━━━━━ Cuplikan Teks

“Cla-10 (dibaca: Klaten) sebuah potret usaha mikro kecil dan menengah (UMKM) mendobrak batasan tek tertulis melalui Ecoprint. UMKM yang beranggotakan ibu-ibu di sebuah desa itu asal Klaten Jawa Tengah itu memuliakan beragam dedaunan menjadi kain dan produk fesyen yang bernilai jual. Selain menggerakkan ekonomi desa, juga membawa nama Indonesia melalui Ecoprint”
SEBUTIR senja jatuh di sebuah desa kecil di Kabupaten Klaten, Jawa Tengah yang subur dengan hijaunya tanaman padi di sana-sini.
Musim kemarau yang masih menggelayut di pekan terakhir September 2023 seolah kehilangan jati dirinya, air masih melimpah merendam akar-akar padi usia remaja itu.
Dari kejauhan di sisi Selatan tampak menjulang Geopark Gunung Sewu di Daerah Istimewa Yogyakarta, sementara di sisi barat daya Gunung Merapi dan Merbabu bersanding di bawah pendar lembayung.

━━━━━━━━━━
━━━━━ Daftar Butir

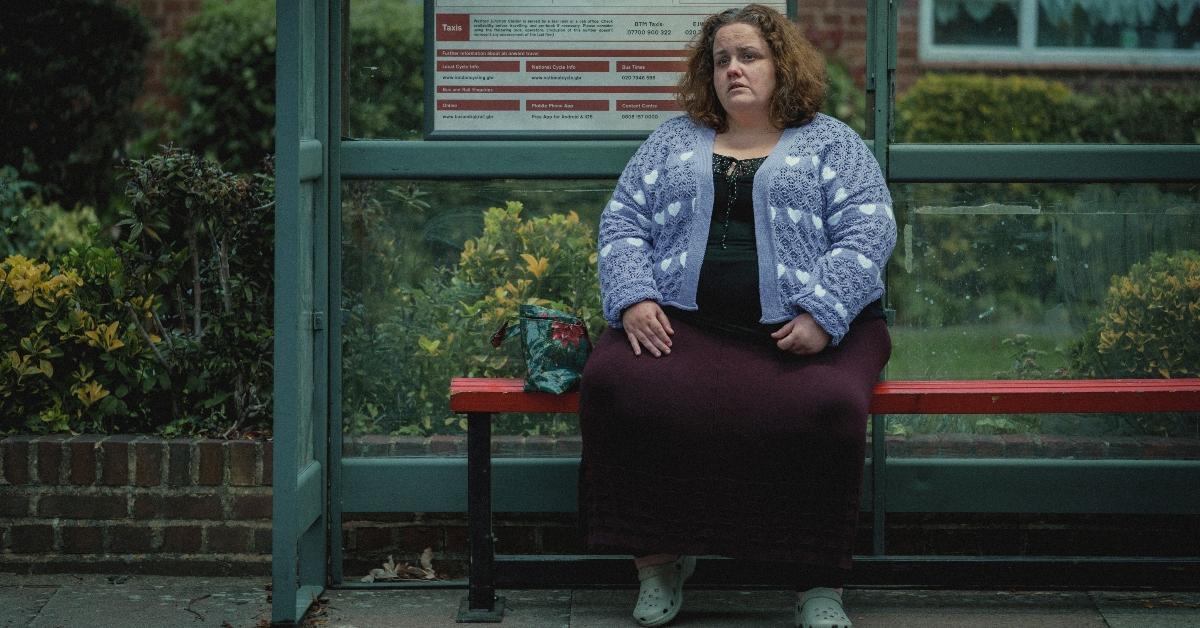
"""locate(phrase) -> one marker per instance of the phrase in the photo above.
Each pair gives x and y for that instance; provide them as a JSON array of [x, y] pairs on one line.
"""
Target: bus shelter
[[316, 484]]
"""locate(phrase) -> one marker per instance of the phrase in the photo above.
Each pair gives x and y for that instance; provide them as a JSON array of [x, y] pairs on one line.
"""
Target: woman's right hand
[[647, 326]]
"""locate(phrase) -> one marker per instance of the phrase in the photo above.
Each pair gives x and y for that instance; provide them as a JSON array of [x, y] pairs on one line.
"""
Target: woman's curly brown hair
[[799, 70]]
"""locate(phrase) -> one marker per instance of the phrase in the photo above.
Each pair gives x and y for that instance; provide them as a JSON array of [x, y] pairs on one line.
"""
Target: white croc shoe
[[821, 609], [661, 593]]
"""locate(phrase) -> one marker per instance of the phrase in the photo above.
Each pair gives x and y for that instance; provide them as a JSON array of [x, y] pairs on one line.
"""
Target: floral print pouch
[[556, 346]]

━━━━━━━━━━
━━━━━ Daftar Butir

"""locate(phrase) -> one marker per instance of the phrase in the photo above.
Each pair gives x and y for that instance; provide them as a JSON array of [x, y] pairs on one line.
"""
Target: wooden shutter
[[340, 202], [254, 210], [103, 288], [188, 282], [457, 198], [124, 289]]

━━━━━━━━━━

◆ Latihan 1: Tuliskan kembali teks tentang Ecoprint di Klaten mulai dari "Dari kejauhan di" dan terus sampai "bawah pendar lembayung.", tanpa perubahan apa pun.
◆ Latihan 2: Teruskan teks tentang Ecoprint di Klaten, mulai sesudah kalimat terakhir yang tercantum.
Butir-butir tersebut diambil dari sumber lain.

◆ Jawaban Tugas 1:
Dari kejauhan di sisi Selatan tampak menjulang Geopark Gunung Sewu di Daerah Istimewa Yogyakarta, sementara di sisi barat daya Gunung Merapi dan Merbabu bersanding di bawah pendar lembayung.

◆ Jawaban Tugas 2:
Begitulah sebuah gambaran sederhana di Dukuh Jebugan, Desa Karanganom, Kecamatam Karanganom, Kabupaten Klaten, wilayah yang dijuluki Kota Seribu Umbul (mata air) itu.
Klaten yang juga dijuluki Kota Seribu Candi itu memang punya pesonanya tersendiri dengan alamnya, begitupun potret kearifan lokal kehidupan masyarakat setempat.
Dari tepi jalan utama penghubung Kabupaten Boyolali-Klaten, Dwi Putri Misnawaty (52) menyambut penulis di sebuah ruang pamer atau art gallery bertulis Cla-10 Ecoprint.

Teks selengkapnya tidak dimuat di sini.